=== Given information ===

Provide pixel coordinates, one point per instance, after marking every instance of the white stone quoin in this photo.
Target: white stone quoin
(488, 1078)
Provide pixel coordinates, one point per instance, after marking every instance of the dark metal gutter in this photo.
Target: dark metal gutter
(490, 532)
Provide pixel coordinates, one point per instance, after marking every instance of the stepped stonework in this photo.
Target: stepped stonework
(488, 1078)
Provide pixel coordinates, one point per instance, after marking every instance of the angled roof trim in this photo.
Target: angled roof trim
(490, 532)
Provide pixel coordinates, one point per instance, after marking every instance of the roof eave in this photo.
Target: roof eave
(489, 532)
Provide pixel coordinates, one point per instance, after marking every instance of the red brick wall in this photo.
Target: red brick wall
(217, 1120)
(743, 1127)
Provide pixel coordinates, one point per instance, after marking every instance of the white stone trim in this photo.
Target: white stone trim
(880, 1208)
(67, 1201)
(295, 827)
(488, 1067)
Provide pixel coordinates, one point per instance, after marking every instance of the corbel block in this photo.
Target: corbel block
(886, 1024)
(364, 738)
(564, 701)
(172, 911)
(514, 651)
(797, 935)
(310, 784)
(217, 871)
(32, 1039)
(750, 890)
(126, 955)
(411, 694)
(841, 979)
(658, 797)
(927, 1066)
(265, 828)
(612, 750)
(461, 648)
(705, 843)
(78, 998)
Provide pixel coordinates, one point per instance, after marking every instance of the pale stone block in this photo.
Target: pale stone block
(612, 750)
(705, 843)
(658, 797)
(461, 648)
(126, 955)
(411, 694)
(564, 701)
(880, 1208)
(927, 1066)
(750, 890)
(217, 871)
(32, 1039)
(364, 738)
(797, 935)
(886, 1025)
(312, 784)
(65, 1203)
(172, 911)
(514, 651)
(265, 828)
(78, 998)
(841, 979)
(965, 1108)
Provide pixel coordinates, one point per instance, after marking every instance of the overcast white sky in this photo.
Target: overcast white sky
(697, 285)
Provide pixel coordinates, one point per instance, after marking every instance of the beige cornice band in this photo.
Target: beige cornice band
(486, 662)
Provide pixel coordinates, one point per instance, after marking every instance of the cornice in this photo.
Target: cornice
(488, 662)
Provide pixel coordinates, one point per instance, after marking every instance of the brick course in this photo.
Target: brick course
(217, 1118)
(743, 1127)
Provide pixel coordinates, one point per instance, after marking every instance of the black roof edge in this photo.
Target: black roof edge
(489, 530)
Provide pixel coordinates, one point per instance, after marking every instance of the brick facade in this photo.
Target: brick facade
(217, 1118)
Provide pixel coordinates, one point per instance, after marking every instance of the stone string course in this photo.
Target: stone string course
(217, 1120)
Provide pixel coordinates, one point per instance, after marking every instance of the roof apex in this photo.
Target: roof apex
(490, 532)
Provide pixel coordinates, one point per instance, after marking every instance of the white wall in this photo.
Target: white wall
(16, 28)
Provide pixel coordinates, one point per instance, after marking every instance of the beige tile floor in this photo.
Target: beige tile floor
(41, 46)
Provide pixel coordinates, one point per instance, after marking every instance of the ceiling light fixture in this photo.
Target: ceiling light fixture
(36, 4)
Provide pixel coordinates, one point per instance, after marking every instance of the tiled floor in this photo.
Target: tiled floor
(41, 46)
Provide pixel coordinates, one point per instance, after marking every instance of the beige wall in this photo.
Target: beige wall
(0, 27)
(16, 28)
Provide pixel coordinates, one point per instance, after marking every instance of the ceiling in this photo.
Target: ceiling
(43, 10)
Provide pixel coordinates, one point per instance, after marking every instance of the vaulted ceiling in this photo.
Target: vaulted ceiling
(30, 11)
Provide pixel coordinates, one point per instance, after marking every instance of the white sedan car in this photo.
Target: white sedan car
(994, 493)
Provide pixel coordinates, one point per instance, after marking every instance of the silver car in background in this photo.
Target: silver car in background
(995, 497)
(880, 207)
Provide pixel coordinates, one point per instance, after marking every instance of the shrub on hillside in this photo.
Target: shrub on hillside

===

• _Directions for this task_
Reproduce all of the records above verbatim, in their original order, without changing any character.

• _Response to this task_
Provide pixel coordinates, one point per instance, after marking every instance of the white stone quoin in this photo.
Target: white stone quoin
(488, 1078)
Provide pixel coordinates, one point per instance, after marking every instance of the dark metal gutter in this photo.
Target: dark metal gutter
(490, 532)
Provide pixel coordinates, one point per instance, after marking every instance of the stepped stonework in this photo.
Target: stepped stonework
(488, 1078)
Provide pixel coordinates, one point per instance, after marking every instance of the angled roof trim in this photo.
Target: angled roof trim
(490, 532)
Provide pixel coordinates, one point per instance, after marking every instance of the roof eave in this photo.
Target: roof eave
(489, 532)
Provide pixel coordinates, one point per instance, after marking every instance of the red brick wall in this photo.
Target: red brick wall
(217, 1120)
(743, 1127)
Provide pixel coordinates, one point per instance, after marking every instance of the white stone trim in this photo.
Target: white stone trim
(880, 1208)
(67, 1201)
(295, 827)
(488, 1067)
Provide pixel coordinates, one point per instance, after marking every instance of the corbel block in this photo.
Target: corbel block
(886, 1024)
(364, 738)
(564, 701)
(172, 911)
(514, 651)
(797, 935)
(310, 784)
(217, 871)
(32, 1039)
(750, 890)
(126, 955)
(411, 694)
(841, 979)
(658, 797)
(927, 1066)
(265, 828)
(612, 750)
(461, 648)
(705, 843)
(78, 998)
Provide pixel coordinates, one point per instance, after marking every instance of the pale stone block in this photo.
Target: pale stone block
(612, 750)
(705, 843)
(658, 797)
(461, 648)
(126, 955)
(411, 694)
(564, 701)
(880, 1208)
(927, 1066)
(750, 890)
(217, 871)
(32, 1039)
(364, 738)
(797, 935)
(886, 1025)
(312, 784)
(65, 1203)
(172, 911)
(514, 651)
(265, 828)
(78, 998)
(841, 979)
(965, 1108)
Provide pixel coordinates, one point per instance, after marking every instance of the overcast white sky in this photo.
Target: overcast white sky
(697, 285)
Provide pixel coordinates, one point per instance, after marking every instance of the beige cornice band in this photo.
Target: beige cornice band
(486, 662)
Provide pixel coordinates, one point per instance, after marking every instance of the cornice in this photo.
Target: cornice
(488, 662)
Provide pixel coordinates, one point per instance, after marking every instance of the brick course in this photo.
Target: brick course
(217, 1118)
(743, 1127)
Provide pixel coordinates, one point per instance, after marking every instance of the black roof edge in this photo.
Target: black roof edge
(489, 530)
Provide pixel coordinates, one point per instance, after marking every instance of the brick facade in this photo.
Target: brick facade
(217, 1118)
Provide pixel coordinates, one point per instance, after marking every instance of the stone string course in this photo.
Target: stone string course
(217, 1120)
Provide pixel coordinates, one point per instance, after marking every instance of the roof apex in this photo.
Target: roof apex
(490, 532)
Provide pixel coordinates, one point per instance, after marking every instance of the white wall in this photo.
Target: white wall
(16, 28)
Provide pixel coordinates, one point per instance, after marking every instance of the beige tile floor in this photo.
Target: beige tile floor
(41, 46)
Provide pixel coordinates, one point per instance, after marking every instance of the ceiling light fixture in this photo.
Target: ceiling light fixture
(36, 4)
Provide pixel coordinates, one point per instance, after marking every instance of the tiled floor in this photo.
Target: tiled floor
(41, 46)
Provide pixel coordinates, one point per instance, after marking every instance of the beige wall in this photo.
Target: beige wall
(0, 27)
(16, 28)
Provide pixel coordinates, one point per instance, after marking every instance of the ceiling in this photo.
Target: ceiling
(43, 10)
Provide pixel coordinates, one point per instance, after marking every instance of the vaulted ceiling in this photo.
Target: vaulted ceiling
(30, 11)
Provide pixel coordinates, one point per instance, after marking every instance of the white sedan car in this photo.
Target: white sedan car
(994, 493)
Provide pixel coordinates, one point per instance, after marking every instance of the silver car in background in this photo.
Target: silver car in background
(995, 497)
(880, 207)
Provide pixel coordinates, one point per instance, after marking every instance of the shrub on hillside in this photo.
Target: shrub on hillside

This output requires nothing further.